---------- SUPPLIED RECORDS

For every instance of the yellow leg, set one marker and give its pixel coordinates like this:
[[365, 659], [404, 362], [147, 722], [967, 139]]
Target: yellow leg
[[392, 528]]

--------------------
---------- SUPPLIED RECORDS

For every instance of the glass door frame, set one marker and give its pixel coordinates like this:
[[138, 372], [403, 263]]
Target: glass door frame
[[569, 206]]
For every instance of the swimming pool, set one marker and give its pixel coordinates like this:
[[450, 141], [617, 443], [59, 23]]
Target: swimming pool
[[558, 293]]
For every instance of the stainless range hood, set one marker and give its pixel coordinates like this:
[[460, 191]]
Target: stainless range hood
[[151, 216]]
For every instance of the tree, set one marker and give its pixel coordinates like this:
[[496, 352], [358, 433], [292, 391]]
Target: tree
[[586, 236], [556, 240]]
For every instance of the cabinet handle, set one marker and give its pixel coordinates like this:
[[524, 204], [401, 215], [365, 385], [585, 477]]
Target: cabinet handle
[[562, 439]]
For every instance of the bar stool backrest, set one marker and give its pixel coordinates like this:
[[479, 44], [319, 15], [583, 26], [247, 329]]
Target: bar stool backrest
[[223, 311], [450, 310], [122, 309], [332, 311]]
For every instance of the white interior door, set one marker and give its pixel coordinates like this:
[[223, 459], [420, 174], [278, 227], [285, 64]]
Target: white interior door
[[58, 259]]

--------------------

From the material above, copy every line where the word "give" is found.

For every instance of the yellow leg, set one marker and give its pixel coordinates like this:
For every instance of the glass door frame, set one marker and give its pixel coordinates like this:
For every instance of the swimming pool, set one marker and give its pixel coordinates like this:
For every instance of the stainless range hood, set one marker and give its pixel coordinates like this:
For every instance of the tree, set one marker and give its pixel coordinates like this:
For every instance of the cabinet handle, set one marker and give its pixel coordinates like this:
For every instance of the bar stool backrest, set one marker and give its pixel coordinates like this:
For every instance of the white interior door, set one marker and give its pixel coordinates like this:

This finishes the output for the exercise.